INSTRUCTION: Write out the lines below word for word, starting with the very first line and continuing through the line containing "(0, 52), (22, 61)".

DATA ROWS:
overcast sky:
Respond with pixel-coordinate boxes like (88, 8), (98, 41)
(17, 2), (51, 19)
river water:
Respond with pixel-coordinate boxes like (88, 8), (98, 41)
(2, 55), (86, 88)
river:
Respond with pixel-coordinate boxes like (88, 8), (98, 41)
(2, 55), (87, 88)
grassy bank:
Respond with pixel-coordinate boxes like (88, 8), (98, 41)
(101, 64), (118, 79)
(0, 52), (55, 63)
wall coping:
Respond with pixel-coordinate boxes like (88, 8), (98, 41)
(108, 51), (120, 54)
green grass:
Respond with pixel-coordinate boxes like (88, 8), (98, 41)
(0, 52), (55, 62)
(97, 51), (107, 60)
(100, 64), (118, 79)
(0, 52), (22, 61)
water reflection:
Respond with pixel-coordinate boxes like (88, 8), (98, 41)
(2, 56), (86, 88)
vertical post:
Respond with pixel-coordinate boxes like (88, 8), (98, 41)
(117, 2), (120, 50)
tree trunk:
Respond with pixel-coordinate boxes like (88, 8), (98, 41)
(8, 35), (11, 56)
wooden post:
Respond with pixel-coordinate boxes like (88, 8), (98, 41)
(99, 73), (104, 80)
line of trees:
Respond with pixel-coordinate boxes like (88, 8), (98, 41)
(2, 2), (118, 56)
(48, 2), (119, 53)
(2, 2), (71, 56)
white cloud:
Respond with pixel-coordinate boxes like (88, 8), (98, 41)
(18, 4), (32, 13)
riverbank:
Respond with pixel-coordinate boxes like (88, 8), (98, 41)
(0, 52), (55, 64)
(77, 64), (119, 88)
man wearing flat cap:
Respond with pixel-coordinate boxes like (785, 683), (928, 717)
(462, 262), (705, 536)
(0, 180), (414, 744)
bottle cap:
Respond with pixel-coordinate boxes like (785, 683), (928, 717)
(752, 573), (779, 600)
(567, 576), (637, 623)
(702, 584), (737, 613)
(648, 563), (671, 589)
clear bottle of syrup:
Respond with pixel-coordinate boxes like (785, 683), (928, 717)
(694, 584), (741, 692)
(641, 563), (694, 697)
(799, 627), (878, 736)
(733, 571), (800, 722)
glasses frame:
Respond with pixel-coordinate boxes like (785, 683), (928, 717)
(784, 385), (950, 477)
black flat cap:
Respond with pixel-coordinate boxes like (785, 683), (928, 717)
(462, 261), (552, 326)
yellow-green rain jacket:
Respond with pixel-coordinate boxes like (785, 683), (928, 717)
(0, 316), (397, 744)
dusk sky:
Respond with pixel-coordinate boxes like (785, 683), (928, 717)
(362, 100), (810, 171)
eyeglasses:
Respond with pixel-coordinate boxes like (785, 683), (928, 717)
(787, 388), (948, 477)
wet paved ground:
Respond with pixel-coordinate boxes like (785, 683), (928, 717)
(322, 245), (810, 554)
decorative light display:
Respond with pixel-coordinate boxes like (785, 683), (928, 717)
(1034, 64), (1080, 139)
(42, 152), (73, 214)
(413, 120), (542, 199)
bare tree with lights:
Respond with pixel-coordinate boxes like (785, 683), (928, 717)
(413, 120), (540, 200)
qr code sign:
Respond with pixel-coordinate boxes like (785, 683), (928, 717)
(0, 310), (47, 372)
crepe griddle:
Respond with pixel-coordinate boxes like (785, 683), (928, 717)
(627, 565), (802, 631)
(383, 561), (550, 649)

ANSWER:
overcast sky:
Respond with pixel-coordinate boxes like (88, 8), (98, 41)
(17, 2), (51, 19)
river water:
Respond with pixel-coordinate boxes like (88, 8), (98, 41)
(2, 55), (86, 88)
river:
Respond with pixel-coordinate boxes like (88, 8), (98, 41)
(2, 55), (87, 88)
grassy bank:
Respond with pixel-coordinate boxes like (88, 8), (98, 41)
(101, 64), (118, 79)
(0, 52), (55, 63)
wall coping:
Respond with pixel-coordinate boxes like (88, 8), (98, 41)
(108, 51), (120, 54)
green grass:
Respond with pixel-coordinate boxes like (88, 8), (98, 41)
(0, 52), (55, 62)
(97, 51), (107, 60)
(100, 64), (118, 79)
(0, 52), (22, 61)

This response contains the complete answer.